- [Exercise brief] Reproduce the following data line for line, with no changes.
* begin Record list *
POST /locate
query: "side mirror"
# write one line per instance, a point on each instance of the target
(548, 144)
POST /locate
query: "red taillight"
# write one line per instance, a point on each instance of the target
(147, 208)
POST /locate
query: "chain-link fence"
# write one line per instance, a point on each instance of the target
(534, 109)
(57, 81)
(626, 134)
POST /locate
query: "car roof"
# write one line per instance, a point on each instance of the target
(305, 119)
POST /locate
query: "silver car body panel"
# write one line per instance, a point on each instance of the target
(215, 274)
* end Record list *
- [Final result]
POST /locate
query: "side mirror"
# write one line per instance, a point on each instance of the target
(548, 144)
POST /locate
query: "red taillight"
# write one line per instance, a point on each instance of the target
(147, 208)
POST /locate
query: "chain-link fence"
# write one line per instance, a point on each instance of the target
(534, 109)
(57, 81)
(626, 134)
POST /locate
query: "car roof"
# write one line per instance, a point on each instance of the target
(305, 119)
POST /locate
query: "silver car body panel"
# write one line per instance, a point on each instance of the target
(215, 274)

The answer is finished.